Work to complete: A word-for-word repetition of all the entries is required.

Given records:

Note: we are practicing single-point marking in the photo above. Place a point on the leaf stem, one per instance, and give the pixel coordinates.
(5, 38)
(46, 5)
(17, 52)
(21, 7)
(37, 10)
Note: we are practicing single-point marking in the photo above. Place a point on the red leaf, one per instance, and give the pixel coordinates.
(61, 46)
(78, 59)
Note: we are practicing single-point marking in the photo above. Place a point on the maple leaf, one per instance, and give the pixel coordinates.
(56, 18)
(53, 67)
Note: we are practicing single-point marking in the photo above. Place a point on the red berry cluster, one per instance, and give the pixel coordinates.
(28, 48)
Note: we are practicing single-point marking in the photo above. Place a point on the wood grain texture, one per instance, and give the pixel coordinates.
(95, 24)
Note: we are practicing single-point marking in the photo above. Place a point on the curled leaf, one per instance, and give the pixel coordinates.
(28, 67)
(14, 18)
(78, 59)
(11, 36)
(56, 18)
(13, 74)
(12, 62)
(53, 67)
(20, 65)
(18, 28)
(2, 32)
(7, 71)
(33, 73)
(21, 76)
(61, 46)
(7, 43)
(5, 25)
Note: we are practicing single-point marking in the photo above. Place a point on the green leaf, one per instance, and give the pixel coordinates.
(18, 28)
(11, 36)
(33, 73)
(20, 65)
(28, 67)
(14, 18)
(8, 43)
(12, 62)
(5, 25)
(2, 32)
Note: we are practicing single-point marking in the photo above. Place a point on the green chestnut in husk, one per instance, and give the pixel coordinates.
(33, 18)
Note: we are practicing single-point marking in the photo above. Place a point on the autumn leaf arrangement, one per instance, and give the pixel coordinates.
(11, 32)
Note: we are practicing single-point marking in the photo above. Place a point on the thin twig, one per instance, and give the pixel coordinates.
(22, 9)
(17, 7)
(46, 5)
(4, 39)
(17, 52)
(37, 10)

Solution for this problem:
Note: we are practicing single-point marking in the photo above. Place a point on the leaf stem, one per instance, and give the pixel coordinates.
(5, 38)
(46, 5)
(17, 52)
(21, 7)
(37, 10)
Note: we are practicing single-point marking in the photo above. Place a point on the red leaf, one per instance, and give the pixel coordinates.
(61, 46)
(78, 59)
Note: we are practicing single-point marking in the photo above. Place a point on the maple leaf, one per instance, and give the pixel coordinates.
(56, 18)
(53, 67)
Note: we are practicing single-point marking in the photo above. Place a point on the red berry cluster, one per instance, and give the pixel coordinates.
(28, 48)
Note: we are practicing single-point marking in the photo above. Place a point on the wood grain texture, one per instance, and give the pixel coordinates.
(95, 24)
Note: we are practicing single-point marking in the photo above. Place a point on the curled leaf, one per instance, and give the pixel coordinates.
(28, 67)
(14, 18)
(78, 59)
(11, 36)
(56, 18)
(13, 74)
(12, 62)
(53, 67)
(20, 65)
(18, 28)
(2, 32)
(7, 71)
(33, 73)
(21, 76)
(61, 46)
(7, 43)
(5, 25)
Note: we are practicing single-point marking in the photo above. Place a point on the green leaf, one per instance, and give the pixel coordinates.
(18, 28)
(11, 36)
(33, 73)
(20, 65)
(28, 67)
(14, 18)
(8, 43)
(12, 62)
(5, 25)
(2, 32)
Note: we are practicing single-point marking in the photo above. Place a point on the green chestnut in husk, one per instance, and give the pixel coordinates.
(33, 18)
Note: we are practicing single-point marking in the photo above. Place a point on the autumn leaf arrangement, one per instance, and give the pixel coordinates.
(11, 32)
Note: we are practicing single-point marking in the photo above. Place a point on the thin twig, one per instance, and give the pixel coordinates.
(22, 9)
(17, 7)
(46, 5)
(4, 39)
(17, 52)
(37, 10)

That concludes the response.